» WHAT THE EXERCISE ASKS:
Return the passage from the per-protocol analysis text exactly as it appears, starting at "Per-protocol (PP) analysis" and ending at "who do not.".

» EXCERPTED TEXT:

..........

Per-Protocol Analysis

Per-protocol (PP) analysis restricts the comparison to users who actually received the treatment as intended by their assignment. Users who were assigned to treatment but did not engage with it, or who were assigned to control but somehow received the treatment, are either excluded or reassigned. This approach answers a different question than intention-to-treat: while ITT asks what is the effect of assigning users to this treatment, PP asks what is the effect of actually receiving the treatment. For growth teams, PP analysis is tempting because it estimates the undiluted treatment effect, which is what product managers often want to know. However, PP analysis is susceptible to selection bias because the users who comply with their assignment may differ systematically from those who do not.

Per-protocol analysis is computed by restricting the sample to compliers and comparing outcomes: tau_PP = E[Y | Received Treatment, Assigned Treatment] - E[Y | Received Control, Assigned Control]. The problem is that compliance is a post-randomization outcome that may be correlated with the treatment effect itself. Users who actively engage with a new feature may be more motivated, tech-savvy, or have higher baseline engagement, all of which correlate with better outcomes regardless of the treatment. This means PP analysis confounds the treatment effect with selection effects, potentially making the treatment appear more effective than it truly is. The bias can go in either direction: if sicker patients drop out of treatment, PP analysis in a clinical trial overestimates efficacy; if more engaged users are more likely to encounter a feature change, PP analysis in a digital experiment overestimates the impact.

Per-protocol analysis may be reported as a secondary analysis alongside the primary ITT analysis when teams want to understand the magnitude of the treatment effect for engaged users. It is particularly relevant when non-compliance rates are high and the ITT estimate is severely diluted, making it difficult to assess whether the treatment itself is effective. Common pitfalls include reporting only the PP estimate without the ITT (which overstates impact and is statistically invalid as the primary analysis), not checking whether compliers and non-compliers differ on observable characteristics (which would indicate selection bias), and using PP as justification for shipping when the ITT is not significant. A better alternative to PP analysis is the instrumental variables approach to estimate the complier average causal effect (CACE), which provides the treatment effect for compliers without the selection bias of PP, under certain assumptions.

..........

» DATA LISTING:

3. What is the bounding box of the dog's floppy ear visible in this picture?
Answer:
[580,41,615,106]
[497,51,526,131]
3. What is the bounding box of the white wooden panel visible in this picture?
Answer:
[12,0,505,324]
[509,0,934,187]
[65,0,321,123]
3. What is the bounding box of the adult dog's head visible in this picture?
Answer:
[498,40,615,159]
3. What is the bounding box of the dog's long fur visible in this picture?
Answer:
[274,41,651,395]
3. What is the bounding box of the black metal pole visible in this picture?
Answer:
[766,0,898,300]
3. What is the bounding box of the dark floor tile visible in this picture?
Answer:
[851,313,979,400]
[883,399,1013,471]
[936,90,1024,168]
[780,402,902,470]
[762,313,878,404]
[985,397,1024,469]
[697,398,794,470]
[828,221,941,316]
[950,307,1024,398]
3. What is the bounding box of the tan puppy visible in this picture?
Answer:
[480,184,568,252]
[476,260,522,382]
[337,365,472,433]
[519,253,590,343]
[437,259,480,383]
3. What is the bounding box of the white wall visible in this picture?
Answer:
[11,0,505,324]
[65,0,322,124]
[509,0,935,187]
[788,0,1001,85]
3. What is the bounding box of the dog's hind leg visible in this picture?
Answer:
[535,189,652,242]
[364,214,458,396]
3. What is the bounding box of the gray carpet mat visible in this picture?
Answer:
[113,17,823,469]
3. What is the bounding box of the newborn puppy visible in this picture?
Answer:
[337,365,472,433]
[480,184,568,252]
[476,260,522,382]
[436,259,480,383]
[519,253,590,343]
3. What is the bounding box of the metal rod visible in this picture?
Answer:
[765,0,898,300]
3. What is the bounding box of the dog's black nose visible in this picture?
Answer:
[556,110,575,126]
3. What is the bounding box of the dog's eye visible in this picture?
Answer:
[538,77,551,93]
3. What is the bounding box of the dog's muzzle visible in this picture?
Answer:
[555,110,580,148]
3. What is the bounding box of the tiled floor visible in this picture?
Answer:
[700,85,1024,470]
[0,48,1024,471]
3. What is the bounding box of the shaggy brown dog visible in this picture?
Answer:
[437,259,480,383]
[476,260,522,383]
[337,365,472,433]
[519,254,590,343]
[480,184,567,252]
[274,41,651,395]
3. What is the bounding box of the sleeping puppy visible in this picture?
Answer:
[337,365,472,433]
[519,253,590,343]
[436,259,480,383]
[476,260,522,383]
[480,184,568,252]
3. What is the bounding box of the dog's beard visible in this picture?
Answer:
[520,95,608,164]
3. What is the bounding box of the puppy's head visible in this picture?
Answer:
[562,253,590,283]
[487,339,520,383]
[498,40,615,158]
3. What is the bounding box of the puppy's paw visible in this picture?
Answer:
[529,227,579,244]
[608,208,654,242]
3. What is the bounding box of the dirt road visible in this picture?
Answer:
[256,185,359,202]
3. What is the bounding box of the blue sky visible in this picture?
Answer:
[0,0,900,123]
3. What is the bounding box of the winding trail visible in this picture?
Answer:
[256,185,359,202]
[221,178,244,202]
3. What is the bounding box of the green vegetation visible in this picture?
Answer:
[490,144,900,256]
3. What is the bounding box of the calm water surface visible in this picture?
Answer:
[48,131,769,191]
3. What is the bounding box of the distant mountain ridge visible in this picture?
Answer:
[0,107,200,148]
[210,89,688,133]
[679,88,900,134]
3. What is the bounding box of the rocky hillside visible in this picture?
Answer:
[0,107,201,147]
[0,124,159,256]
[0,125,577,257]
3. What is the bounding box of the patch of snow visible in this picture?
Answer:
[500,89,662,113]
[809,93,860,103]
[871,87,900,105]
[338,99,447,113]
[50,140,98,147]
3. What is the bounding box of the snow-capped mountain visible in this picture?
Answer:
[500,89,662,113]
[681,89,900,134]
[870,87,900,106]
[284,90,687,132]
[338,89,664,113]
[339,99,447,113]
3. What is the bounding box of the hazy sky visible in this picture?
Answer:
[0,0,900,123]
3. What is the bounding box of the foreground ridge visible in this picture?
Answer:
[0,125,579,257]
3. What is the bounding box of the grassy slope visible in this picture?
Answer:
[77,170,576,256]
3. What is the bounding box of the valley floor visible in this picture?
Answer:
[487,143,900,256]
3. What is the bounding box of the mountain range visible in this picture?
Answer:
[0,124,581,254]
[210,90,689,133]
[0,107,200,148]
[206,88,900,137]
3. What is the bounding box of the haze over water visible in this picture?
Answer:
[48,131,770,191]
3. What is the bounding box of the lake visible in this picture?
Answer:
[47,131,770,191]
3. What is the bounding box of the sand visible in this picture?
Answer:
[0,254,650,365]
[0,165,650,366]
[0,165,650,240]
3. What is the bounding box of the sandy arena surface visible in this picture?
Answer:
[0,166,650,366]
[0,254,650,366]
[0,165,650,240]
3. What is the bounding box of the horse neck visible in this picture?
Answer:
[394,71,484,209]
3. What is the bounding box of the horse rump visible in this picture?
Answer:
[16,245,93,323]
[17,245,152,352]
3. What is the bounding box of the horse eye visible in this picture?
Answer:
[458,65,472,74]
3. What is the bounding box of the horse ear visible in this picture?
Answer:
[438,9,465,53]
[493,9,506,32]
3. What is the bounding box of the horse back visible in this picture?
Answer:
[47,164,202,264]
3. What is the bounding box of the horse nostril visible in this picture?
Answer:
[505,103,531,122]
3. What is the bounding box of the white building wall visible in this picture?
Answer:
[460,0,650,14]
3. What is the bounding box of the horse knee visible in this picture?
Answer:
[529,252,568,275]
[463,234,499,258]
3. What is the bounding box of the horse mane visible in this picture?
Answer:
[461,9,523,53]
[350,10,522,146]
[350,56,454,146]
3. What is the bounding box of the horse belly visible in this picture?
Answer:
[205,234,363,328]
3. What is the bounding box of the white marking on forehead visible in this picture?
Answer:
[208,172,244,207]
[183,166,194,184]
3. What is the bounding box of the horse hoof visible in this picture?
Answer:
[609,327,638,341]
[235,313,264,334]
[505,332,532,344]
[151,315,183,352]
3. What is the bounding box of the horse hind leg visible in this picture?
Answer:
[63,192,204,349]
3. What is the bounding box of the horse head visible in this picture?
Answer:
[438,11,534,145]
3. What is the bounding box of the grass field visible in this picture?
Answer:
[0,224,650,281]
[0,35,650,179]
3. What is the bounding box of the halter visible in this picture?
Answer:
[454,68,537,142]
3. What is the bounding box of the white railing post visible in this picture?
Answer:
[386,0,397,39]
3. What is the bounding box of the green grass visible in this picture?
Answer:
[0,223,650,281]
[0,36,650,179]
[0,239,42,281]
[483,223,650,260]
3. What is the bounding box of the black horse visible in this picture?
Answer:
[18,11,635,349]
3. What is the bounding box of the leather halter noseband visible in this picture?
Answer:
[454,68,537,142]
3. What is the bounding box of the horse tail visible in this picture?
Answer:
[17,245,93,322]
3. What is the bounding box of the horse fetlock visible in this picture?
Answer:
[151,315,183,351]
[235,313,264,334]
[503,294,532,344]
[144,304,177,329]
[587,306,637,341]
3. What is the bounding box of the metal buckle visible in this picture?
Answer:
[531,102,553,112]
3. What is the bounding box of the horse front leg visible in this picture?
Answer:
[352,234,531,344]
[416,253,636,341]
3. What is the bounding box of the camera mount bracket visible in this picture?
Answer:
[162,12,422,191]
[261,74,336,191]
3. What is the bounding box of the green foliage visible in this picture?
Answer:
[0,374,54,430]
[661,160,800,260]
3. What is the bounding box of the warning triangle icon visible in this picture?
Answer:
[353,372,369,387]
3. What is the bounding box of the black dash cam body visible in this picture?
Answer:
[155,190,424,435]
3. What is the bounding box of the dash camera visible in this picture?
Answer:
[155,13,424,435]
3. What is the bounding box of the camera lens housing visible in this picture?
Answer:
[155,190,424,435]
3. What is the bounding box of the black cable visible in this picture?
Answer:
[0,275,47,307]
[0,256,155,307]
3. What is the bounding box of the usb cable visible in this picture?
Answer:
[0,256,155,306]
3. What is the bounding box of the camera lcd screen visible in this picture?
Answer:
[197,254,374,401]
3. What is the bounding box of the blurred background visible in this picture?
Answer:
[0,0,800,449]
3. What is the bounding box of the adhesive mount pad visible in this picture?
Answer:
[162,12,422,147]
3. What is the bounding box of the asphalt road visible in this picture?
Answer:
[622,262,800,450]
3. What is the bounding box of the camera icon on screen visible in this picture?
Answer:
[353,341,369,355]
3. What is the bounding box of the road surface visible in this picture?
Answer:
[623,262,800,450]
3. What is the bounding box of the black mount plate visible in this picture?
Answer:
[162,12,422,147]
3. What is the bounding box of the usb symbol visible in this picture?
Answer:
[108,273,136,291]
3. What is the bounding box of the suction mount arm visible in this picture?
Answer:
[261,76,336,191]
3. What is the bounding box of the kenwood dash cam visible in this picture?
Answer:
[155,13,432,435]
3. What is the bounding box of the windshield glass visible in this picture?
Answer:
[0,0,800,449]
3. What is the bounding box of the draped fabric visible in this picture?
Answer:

..........

» WORKED SOLUTION:
Per-protocol (PP) analysis restricts the comparison to users who actually received the treatment as intended by their assignment. Users who were assigned to treatment but did not engage with it, or who were assigned to control but somehow received the treatment, are either excluded or reassigned. This approach answers a different question than intention-to-treat: while ITT asks what is the effect of assigning users to this treatment, PP asks what is the effect of actually receiving the treatment. For growth teams, PP analysis is tempting because it estimates the undiluted treatment effect, which is what product managers often want to know. However, PP analysis is susceptible to selection bias because the users who comply with their assignment may differ systematically from those who do not.